### INSTRUCTION
Could you repeat the post on busy character outfits, starting with "Busy is like" and going on through "to get dressed.", but switch "pouches" to "holsters"?

### SOURCE PASSAGE

====

Goblin Queen (She/Her/Hers)
Busy is like Rob Liefeld adding 400 unnecessary pouches and guns to Cable of the X-Men. Having random belts and spikes and shoulder wings and whatever is like, how long does it take you to put that mess on? I get its just a style choice, but damn like it must take you forever to get dressed.

Does the manager from the Applebees-like restaurant in Office Space keep asking all those characters "Where is your flair!? Bob the Barbarian has on 30 pieces of Flair! Don't you want to be like Bob?"

====

### DATA ENTRIES
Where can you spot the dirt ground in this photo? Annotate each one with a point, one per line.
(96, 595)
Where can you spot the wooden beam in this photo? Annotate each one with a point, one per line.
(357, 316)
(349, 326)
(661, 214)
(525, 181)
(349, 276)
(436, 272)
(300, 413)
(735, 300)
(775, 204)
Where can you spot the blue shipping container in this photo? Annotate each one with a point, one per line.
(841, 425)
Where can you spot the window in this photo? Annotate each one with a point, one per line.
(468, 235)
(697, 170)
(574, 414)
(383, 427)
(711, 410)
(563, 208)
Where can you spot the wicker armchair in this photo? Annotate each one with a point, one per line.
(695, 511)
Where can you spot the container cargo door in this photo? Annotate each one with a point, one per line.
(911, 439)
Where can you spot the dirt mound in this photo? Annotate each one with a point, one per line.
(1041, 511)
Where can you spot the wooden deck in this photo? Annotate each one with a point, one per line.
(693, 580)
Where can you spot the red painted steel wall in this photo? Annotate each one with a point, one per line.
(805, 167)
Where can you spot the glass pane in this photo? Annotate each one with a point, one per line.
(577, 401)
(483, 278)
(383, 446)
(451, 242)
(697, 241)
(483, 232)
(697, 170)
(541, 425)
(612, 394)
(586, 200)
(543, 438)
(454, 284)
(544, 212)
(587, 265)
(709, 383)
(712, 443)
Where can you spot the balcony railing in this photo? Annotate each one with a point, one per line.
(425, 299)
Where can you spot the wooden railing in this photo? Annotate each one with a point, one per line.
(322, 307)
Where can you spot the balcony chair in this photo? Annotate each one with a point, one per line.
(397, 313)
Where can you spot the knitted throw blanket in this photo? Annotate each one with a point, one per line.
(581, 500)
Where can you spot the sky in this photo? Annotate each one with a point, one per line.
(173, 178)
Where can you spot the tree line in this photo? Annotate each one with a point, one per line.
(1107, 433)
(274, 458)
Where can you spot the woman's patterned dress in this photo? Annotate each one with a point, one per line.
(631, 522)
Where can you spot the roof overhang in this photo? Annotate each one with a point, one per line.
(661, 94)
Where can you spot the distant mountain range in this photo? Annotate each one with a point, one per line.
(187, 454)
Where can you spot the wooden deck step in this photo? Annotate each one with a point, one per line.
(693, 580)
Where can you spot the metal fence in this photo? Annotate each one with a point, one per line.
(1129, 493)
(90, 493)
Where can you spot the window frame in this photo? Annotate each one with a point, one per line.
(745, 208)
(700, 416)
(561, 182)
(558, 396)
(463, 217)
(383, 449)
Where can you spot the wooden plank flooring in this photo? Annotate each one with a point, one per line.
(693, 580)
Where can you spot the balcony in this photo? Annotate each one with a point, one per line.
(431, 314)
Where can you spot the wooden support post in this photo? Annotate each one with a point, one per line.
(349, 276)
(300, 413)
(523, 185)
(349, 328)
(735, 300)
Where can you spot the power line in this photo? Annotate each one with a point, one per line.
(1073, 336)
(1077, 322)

====

### THE SOLUTION
Busy is like Rob Liefeld adding 400 unnecessary holsters and guns to Cable of the X-Men. Having random belts and spikes and shoulder wings and whatever is like, how long does it take you to put that mess on? I get its just a style choice, but damn like it must take you forever to get dressed.